WHAT IS EXPECTED: Quote, without change, all of the lines that follow.

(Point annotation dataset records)

________________

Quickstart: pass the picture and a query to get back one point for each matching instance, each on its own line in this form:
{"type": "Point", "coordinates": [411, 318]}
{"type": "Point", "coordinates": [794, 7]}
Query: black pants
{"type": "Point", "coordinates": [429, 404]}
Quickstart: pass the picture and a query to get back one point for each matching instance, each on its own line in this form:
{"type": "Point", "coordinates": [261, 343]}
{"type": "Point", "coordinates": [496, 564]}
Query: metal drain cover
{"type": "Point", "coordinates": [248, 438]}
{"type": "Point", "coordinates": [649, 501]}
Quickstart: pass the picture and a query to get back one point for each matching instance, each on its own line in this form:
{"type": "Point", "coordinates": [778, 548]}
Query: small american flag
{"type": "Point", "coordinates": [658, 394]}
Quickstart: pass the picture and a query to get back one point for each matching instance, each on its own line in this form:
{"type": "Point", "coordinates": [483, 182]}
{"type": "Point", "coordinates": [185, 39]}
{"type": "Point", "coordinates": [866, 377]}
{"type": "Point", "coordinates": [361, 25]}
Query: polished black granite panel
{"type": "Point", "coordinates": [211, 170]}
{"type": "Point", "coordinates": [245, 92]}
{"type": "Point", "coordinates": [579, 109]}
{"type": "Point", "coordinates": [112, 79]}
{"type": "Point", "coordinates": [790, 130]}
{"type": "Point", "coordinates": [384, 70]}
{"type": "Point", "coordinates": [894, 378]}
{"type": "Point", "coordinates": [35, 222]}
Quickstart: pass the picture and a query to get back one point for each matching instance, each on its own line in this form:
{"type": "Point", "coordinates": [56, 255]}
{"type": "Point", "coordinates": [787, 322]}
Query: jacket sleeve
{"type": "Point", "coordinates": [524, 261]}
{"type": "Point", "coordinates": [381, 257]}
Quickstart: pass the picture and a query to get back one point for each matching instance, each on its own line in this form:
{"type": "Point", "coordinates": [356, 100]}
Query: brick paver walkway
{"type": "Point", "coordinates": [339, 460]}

________________

TASK RESULT:
Quickstart: pass the picture and a query to get back one point for each matching instance, each on its own line in this form:
{"type": "Point", "coordinates": [411, 318]}
{"type": "Point", "coordinates": [794, 7]}
Query: black pants
{"type": "Point", "coordinates": [429, 404]}
Quickstart: pass the picture and a query to get back one point for each matching instance, each on its own line in this form:
{"type": "Point", "coordinates": [261, 343]}
{"type": "Point", "coordinates": [496, 564]}
Query: metal drain cover
{"type": "Point", "coordinates": [248, 438]}
{"type": "Point", "coordinates": [649, 501]}
Quickstart: pass the picture and a query to get back one point for each matching instance, each on its own line in this form:
{"type": "Point", "coordinates": [778, 548]}
Query: small american flag
{"type": "Point", "coordinates": [658, 394]}
Quickstart: pass the picture and a query to get back one point for each matching instance, each on its own line in this form:
{"type": "Point", "coordinates": [483, 182]}
{"type": "Point", "coordinates": [185, 39]}
{"type": "Point", "coordinates": [866, 377]}
{"type": "Point", "coordinates": [361, 25]}
Query: polished black granite panel
{"type": "Point", "coordinates": [211, 170]}
{"type": "Point", "coordinates": [245, 92]}
{"type": "Point", "coordinates": [579, 109]}
{"type": "Point", "coordinates": [112, 79]}
{"type": "Point", "coordinates": [790, 130]}
{"type": "Point", "coordinates": [384, 70]}
{"type": "Point", "coordinates": [894, 378]}
{"type": "Point", "coordinates": [35, 222]}
Quickstart: pass the picture and a query to get back one point for each matching instance, each on its own line in this form:
{"type": "Point", "coordinates": [56, 255]}
{"type": "Point", "coordinates": [787, 322]}
Query: jacket sleeve
{"type": "Point", "coordinates": [524, 261]}
{"type": "Point", "coordinates": [381, 257]}
Quickstart: pass the picture and a query to get back one point for each matching instance, each on its own line in this form:
{"type": "Point", "coordinates": [356, 100]}
Query: brick paver walkway
{"type": "Point", "coordinates": [339, 460]}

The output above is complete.